INPUT RECORDS.
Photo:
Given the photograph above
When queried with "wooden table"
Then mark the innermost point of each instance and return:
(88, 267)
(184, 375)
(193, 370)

AIM OF THE TASK.
Copy every item above word for word, without changing anything.

CORRECT RESULT.
Photo:
Given the photograph above
When queried with "wooden table"
Then mark the innermost point of each instance and return:
(88, 267)
(184, 375)
(193, 370)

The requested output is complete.